**Excerpt**
+++

Deep learning nails correlation. Causation is another matter.
Why do people with bigger hands have a better vocabulary? That's one question deep learning can't answer.
Dr. Gary Marcus is the director of the NYU Infant Language Learning Center, and a professor of psychology at New York University. He is the author of "The Birth of the Mind," "The Algebraic Mind: Integrating Connectionism and Cognitive Science," and "Kluge: The Haphazard Construction of the Human Mind." Marcus's research on developmental cognitive neuroscience has been published in over forty articles in leading journals, and in 1996 he won the Robert L. Fantz award for new investigators in cognitive development.
Marcus contributed an idea to Big Think's "Dangerous Ideas" blog, suggesting that we should develop Google-like chips to implant in our brains and enhance our memory.

+++

**Dataset records**

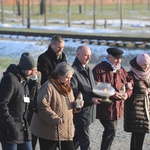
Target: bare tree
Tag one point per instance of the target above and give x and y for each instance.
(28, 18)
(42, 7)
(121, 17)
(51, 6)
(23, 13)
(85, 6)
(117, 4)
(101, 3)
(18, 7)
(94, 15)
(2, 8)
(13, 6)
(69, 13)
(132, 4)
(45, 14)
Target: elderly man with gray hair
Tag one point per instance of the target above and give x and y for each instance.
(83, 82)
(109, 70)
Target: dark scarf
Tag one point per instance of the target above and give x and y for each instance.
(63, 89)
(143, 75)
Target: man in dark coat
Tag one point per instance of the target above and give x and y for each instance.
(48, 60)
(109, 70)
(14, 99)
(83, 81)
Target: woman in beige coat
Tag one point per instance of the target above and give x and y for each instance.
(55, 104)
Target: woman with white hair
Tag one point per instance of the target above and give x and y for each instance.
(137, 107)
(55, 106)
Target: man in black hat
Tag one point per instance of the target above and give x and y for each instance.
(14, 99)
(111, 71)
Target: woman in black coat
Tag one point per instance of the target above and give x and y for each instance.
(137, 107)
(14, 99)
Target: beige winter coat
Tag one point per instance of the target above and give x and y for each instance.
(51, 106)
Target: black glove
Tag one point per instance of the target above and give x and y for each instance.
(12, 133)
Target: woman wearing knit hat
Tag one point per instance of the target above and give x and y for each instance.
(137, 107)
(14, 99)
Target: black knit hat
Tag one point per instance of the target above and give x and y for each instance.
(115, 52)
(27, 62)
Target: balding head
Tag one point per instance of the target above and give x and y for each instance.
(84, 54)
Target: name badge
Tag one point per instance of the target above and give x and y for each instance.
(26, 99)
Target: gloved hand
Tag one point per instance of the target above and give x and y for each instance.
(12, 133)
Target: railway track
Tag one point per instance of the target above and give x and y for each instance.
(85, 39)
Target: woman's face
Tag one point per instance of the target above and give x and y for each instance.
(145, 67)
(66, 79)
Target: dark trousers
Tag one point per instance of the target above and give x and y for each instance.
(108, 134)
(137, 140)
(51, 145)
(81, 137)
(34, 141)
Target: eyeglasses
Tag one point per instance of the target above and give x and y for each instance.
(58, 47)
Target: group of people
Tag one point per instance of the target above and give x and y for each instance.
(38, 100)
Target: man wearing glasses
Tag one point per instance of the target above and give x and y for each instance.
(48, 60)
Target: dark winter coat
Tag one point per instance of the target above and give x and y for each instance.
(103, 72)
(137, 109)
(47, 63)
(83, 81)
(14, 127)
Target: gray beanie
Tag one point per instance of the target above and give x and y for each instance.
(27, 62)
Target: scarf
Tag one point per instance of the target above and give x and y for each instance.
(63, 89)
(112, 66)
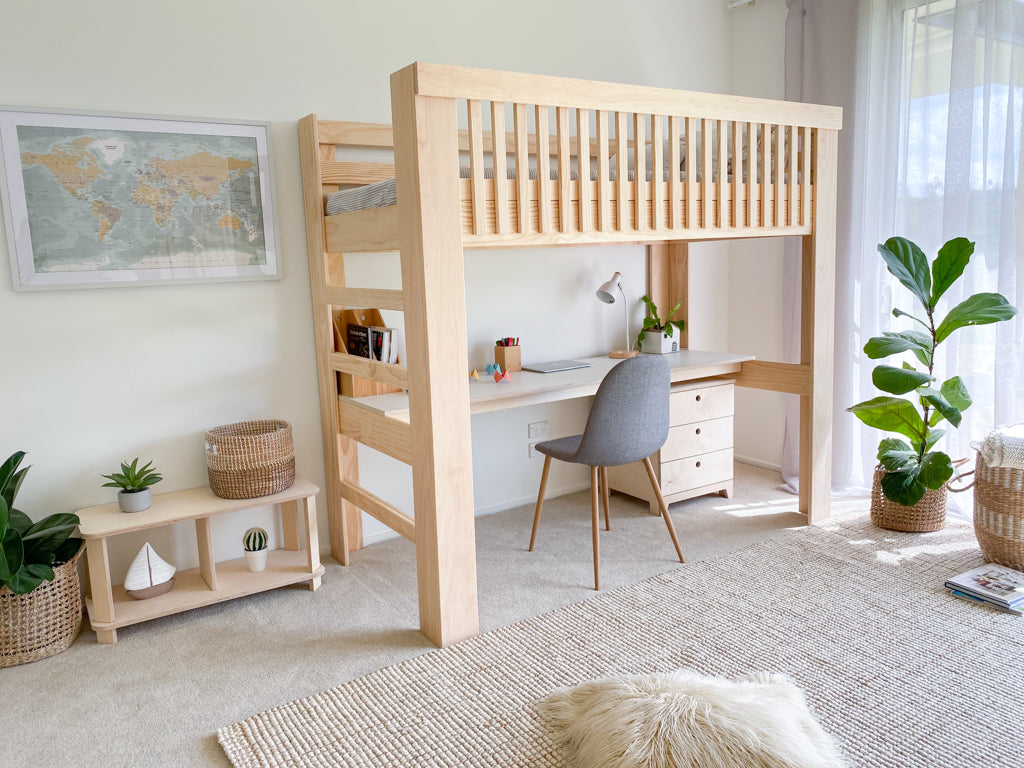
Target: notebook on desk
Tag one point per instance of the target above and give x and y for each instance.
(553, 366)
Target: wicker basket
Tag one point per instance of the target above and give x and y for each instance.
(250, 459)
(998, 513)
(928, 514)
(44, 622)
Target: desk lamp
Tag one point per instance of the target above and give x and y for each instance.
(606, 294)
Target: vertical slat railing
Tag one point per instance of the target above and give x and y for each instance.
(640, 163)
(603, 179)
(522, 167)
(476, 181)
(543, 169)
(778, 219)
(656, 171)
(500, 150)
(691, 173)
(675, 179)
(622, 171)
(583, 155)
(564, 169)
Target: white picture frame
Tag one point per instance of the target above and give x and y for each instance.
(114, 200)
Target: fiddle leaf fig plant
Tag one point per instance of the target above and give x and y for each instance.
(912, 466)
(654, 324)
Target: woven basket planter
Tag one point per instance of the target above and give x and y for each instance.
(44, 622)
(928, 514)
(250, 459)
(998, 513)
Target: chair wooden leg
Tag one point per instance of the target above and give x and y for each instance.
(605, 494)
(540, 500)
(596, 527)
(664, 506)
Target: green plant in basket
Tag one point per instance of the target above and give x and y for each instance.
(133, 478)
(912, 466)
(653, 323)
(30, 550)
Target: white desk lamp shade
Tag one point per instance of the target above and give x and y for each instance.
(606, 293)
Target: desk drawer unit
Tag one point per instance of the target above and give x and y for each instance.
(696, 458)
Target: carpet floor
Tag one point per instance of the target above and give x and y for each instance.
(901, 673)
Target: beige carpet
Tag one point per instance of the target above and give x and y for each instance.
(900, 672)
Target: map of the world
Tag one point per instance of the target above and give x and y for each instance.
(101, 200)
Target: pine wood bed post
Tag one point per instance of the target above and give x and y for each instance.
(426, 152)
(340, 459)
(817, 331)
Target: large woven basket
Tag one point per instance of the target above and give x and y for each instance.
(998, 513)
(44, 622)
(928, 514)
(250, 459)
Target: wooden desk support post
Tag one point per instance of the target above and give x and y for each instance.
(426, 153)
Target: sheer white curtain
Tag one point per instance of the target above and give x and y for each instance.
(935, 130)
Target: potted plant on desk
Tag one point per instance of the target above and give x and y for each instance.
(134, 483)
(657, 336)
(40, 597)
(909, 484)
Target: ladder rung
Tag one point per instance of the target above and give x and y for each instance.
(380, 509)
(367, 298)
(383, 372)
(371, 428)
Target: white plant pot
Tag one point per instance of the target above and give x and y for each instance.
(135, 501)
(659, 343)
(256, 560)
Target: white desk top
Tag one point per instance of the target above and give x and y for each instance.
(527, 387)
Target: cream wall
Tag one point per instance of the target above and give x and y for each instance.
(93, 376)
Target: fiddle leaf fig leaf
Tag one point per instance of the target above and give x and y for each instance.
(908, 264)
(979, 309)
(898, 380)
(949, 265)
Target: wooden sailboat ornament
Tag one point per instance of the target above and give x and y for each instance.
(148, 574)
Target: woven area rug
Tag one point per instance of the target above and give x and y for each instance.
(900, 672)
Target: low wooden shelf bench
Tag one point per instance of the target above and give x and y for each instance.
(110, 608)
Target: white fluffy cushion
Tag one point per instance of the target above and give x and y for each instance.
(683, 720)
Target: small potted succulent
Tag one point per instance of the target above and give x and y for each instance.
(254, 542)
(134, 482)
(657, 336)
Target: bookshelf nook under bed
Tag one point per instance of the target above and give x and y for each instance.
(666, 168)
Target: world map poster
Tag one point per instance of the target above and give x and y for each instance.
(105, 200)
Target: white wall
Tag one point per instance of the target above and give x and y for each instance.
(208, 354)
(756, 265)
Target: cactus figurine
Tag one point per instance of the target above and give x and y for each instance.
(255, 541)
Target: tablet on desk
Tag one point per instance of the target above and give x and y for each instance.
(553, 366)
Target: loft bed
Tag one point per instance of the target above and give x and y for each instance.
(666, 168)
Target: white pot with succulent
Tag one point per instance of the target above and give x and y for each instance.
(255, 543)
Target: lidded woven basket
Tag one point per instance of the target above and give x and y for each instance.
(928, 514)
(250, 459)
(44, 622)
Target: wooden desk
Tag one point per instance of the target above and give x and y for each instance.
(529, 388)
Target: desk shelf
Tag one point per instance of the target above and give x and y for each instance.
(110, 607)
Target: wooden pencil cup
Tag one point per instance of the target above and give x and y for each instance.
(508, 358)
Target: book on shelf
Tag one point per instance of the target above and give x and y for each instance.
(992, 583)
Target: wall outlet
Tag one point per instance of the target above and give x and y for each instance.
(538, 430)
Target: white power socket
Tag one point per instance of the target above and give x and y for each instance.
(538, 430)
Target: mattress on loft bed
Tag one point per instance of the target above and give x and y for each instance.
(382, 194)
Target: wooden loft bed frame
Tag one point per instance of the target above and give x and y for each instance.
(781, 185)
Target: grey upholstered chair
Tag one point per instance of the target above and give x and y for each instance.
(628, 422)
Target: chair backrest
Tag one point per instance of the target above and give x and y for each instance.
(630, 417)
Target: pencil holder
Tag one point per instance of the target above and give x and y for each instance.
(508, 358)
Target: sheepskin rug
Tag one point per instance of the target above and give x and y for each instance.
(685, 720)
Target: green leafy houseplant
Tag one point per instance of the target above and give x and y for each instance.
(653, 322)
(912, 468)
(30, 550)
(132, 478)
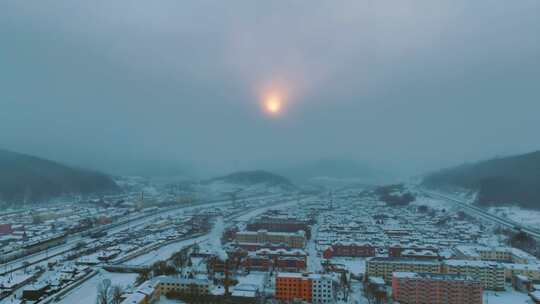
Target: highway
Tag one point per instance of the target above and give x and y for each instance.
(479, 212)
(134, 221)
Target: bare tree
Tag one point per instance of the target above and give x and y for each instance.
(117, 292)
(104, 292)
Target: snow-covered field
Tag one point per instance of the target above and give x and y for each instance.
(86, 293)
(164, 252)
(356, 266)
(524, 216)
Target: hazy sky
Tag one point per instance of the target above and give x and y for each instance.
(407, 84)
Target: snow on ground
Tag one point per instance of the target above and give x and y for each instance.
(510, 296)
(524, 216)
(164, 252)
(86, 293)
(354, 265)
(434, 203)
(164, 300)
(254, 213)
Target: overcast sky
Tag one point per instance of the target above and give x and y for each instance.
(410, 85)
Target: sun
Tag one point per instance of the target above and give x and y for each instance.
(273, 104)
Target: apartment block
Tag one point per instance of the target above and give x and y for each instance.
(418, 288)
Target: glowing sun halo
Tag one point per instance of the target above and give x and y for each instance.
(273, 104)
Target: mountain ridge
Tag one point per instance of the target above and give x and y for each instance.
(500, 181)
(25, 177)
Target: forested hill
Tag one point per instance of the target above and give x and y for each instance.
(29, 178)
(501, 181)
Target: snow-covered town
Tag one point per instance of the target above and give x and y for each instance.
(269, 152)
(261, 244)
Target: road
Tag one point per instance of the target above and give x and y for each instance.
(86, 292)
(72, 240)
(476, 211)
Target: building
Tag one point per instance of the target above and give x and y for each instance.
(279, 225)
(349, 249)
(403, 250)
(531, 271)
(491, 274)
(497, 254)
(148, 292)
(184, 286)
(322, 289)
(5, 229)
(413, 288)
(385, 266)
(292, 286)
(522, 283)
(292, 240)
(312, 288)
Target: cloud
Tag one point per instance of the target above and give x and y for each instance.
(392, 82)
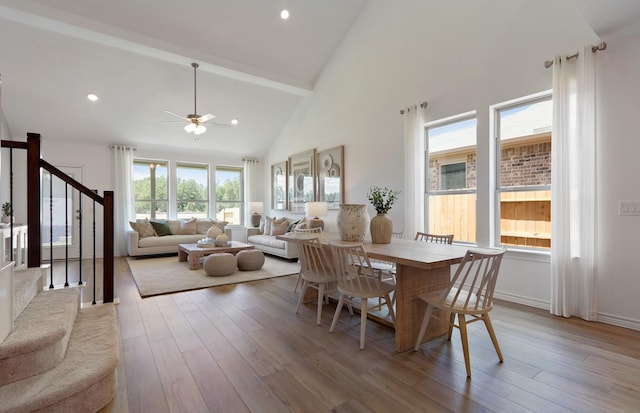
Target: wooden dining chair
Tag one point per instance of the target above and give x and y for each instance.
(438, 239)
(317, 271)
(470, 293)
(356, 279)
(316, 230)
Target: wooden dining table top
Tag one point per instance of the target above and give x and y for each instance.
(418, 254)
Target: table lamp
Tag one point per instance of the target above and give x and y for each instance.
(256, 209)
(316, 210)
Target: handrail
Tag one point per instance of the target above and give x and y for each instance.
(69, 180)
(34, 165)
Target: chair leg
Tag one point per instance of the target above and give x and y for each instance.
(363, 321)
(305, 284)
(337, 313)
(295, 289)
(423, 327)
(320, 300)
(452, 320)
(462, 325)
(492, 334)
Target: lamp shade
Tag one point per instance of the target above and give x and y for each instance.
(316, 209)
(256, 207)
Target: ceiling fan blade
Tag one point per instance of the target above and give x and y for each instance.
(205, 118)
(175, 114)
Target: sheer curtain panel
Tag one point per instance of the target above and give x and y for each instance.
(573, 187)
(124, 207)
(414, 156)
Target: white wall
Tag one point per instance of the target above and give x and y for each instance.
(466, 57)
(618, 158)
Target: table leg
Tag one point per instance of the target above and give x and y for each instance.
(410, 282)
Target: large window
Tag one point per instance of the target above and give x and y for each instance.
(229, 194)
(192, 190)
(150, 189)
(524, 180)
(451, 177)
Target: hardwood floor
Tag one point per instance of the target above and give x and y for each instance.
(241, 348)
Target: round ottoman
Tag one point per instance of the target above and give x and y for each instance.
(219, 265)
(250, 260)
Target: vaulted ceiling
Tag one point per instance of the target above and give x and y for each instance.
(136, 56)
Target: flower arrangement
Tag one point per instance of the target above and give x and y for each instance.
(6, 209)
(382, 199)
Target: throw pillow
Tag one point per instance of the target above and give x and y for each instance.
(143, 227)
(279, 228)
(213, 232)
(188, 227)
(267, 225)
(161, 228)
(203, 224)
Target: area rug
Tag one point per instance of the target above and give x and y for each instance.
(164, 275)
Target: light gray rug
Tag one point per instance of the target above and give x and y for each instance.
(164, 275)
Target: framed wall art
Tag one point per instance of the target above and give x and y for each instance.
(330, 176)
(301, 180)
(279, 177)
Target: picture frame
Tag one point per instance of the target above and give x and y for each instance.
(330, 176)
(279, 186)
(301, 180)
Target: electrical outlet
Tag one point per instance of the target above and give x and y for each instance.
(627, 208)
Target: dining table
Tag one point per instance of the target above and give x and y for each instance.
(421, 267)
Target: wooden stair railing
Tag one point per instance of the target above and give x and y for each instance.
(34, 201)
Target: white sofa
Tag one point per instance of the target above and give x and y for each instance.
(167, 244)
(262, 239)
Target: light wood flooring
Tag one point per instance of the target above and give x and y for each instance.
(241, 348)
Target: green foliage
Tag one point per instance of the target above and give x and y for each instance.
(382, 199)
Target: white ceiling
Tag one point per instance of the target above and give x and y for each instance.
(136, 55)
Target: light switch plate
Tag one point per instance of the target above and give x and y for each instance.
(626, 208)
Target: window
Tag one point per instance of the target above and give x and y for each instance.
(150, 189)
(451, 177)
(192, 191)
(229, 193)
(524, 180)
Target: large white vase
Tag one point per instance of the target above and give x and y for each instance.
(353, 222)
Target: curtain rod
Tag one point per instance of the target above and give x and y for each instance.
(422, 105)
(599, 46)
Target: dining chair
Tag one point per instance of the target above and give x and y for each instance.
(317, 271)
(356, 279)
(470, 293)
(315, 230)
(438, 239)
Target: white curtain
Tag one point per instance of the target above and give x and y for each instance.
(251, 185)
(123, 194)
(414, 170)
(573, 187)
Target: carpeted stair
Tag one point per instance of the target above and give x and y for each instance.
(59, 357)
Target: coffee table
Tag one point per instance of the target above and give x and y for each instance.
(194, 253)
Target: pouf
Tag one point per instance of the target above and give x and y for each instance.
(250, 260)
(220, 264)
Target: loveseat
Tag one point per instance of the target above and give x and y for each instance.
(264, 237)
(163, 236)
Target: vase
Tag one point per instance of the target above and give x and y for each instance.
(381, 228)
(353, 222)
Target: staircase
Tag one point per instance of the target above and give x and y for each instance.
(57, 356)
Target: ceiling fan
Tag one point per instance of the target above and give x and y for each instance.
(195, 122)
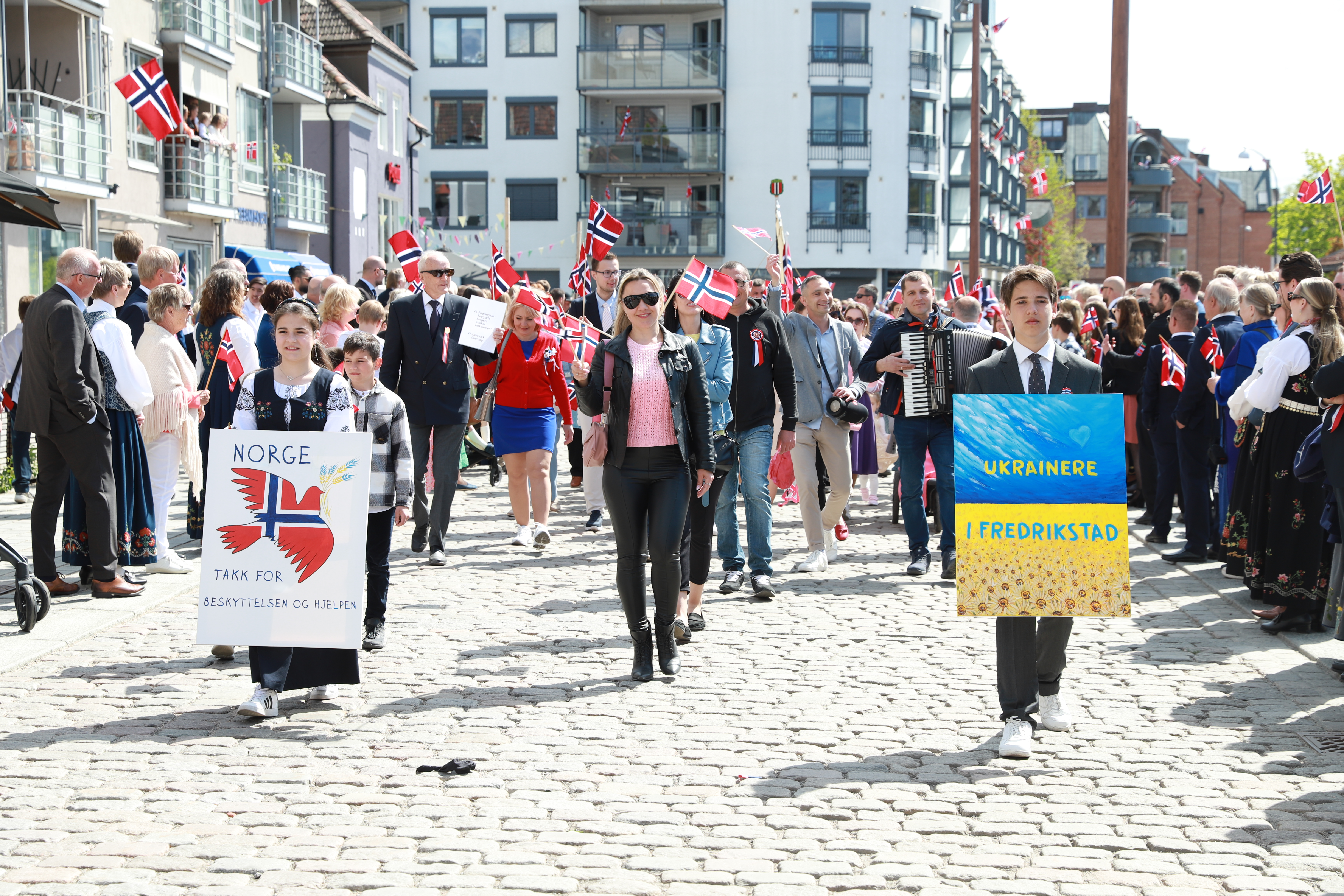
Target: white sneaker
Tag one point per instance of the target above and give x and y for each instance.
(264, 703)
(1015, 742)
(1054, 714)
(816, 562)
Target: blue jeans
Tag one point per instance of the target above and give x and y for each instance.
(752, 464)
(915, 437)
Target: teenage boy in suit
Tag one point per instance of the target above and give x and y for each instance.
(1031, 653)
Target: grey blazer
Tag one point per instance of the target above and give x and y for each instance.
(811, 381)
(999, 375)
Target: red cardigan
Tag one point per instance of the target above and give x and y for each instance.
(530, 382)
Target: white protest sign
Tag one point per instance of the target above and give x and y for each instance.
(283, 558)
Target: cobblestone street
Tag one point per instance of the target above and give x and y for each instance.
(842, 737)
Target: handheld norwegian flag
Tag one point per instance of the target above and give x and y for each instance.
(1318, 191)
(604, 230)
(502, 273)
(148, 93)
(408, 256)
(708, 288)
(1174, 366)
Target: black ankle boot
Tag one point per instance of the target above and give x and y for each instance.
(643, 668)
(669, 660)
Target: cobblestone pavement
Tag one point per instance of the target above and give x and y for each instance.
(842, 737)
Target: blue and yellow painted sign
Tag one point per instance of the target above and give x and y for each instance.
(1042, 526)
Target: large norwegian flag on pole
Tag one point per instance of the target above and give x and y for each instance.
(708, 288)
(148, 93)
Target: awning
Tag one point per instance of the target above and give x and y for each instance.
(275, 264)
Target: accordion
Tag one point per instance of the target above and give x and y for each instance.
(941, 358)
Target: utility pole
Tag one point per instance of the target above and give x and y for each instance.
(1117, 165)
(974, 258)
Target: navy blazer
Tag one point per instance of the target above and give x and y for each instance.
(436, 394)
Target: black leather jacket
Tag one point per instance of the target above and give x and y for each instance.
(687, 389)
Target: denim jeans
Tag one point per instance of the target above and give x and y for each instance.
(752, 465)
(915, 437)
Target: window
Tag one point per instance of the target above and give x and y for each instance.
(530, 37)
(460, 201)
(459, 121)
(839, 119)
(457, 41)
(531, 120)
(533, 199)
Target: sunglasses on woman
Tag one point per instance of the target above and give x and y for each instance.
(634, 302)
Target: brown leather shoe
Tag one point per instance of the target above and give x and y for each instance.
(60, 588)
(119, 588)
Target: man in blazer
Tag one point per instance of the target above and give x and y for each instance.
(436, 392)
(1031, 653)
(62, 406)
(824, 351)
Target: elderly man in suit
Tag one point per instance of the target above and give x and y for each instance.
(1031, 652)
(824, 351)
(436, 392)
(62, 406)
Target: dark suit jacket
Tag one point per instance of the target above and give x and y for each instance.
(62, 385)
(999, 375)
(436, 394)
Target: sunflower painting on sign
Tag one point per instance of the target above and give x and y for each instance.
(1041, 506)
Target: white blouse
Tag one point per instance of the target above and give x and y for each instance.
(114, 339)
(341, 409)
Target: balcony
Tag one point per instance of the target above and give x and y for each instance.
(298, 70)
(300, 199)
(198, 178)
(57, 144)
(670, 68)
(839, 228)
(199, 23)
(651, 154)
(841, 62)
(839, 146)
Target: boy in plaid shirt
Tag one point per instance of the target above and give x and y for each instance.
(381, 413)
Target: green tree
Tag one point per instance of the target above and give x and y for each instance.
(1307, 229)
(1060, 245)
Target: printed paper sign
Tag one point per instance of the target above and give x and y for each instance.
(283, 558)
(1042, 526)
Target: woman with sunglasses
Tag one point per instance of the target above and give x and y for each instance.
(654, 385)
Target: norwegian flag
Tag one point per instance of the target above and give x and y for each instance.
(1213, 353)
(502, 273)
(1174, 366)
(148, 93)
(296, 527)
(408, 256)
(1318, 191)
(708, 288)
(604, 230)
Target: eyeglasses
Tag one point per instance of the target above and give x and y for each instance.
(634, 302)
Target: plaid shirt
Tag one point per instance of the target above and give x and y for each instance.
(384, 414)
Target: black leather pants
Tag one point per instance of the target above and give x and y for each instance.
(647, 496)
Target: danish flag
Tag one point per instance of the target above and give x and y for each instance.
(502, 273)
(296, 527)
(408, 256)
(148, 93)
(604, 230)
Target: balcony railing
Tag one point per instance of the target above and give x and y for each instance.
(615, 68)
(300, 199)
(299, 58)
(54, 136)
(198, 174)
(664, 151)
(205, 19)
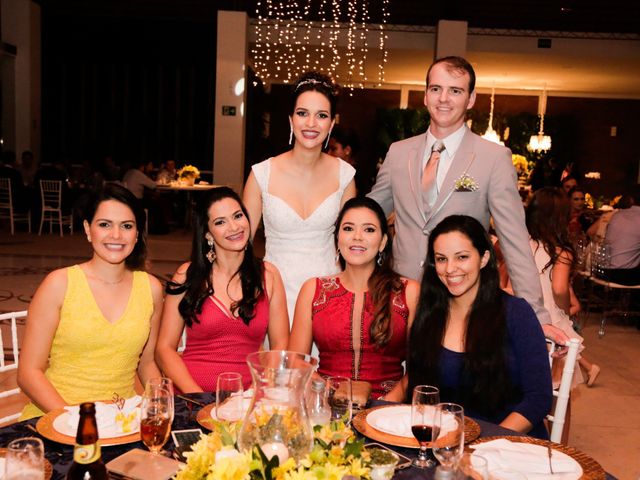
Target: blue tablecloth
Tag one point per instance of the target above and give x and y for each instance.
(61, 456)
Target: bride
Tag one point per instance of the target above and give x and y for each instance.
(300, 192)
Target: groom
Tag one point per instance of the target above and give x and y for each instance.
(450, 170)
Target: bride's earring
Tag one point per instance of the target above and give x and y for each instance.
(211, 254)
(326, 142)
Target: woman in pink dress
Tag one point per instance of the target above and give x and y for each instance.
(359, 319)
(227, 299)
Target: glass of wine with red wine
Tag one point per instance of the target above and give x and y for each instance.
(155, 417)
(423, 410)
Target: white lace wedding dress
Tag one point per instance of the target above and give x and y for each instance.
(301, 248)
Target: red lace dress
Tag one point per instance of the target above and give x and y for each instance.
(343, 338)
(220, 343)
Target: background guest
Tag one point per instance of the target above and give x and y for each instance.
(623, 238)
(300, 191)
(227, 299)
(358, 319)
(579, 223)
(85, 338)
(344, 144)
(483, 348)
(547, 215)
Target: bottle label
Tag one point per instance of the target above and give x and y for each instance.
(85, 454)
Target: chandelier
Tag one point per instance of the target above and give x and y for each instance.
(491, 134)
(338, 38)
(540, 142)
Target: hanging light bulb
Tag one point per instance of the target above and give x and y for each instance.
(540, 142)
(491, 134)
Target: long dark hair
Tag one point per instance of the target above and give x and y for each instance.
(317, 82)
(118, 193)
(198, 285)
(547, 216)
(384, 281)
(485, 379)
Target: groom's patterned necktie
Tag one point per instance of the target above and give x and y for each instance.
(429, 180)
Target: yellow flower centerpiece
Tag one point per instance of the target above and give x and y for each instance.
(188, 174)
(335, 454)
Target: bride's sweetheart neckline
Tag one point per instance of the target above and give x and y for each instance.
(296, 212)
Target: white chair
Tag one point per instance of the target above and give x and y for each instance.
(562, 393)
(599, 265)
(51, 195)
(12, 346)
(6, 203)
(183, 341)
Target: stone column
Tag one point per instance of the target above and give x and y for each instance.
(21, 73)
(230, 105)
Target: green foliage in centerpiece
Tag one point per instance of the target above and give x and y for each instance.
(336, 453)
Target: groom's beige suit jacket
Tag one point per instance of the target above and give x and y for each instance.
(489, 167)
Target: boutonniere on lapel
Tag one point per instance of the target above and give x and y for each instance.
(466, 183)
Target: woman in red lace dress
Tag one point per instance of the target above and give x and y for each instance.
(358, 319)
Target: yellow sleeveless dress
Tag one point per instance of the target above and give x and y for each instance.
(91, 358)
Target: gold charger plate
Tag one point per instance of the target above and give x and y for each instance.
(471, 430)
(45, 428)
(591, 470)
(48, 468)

+++

**Exercise A**
Reproduce the passage of the Gary Marcus profile from "Why do people" to "in cognitive development.".
**Exercise B**
Using the Gary Marcus profile, answer each question:
(i) What question does the profile say deep learning can't answer?
(ii) In which year did Marcus win the Robert L. Fantz award?
(iii) According to the profile, what did Marcus propose implanting in our brains, and for what purpose?

**Answer box A**
Why do people with bigger hands have a better vocabulary? That's one question deep learning can't answer.
Dr. Gary Marcus is the director of the NYU Infant Language Learning Center, and a professor of psychology at New York University. He is the author of "The Birth of the Mind," "The Algebraic Mind: Integrating Connectionism and Cognitive Science," and "Kluge: The Haphazard Construction of the Human Mind." Marcus's research on developmental cognitive neuroscience has been published in over forty articles in leading journals, and in 1996 he won the Robert L. Fantz award for new investigators in cognitive development.

**Answer box B**
(i) Why people with bigger hands have a better vocabulary.
(ii) 1996.
(iii) Google-like chips, to enhance our memory.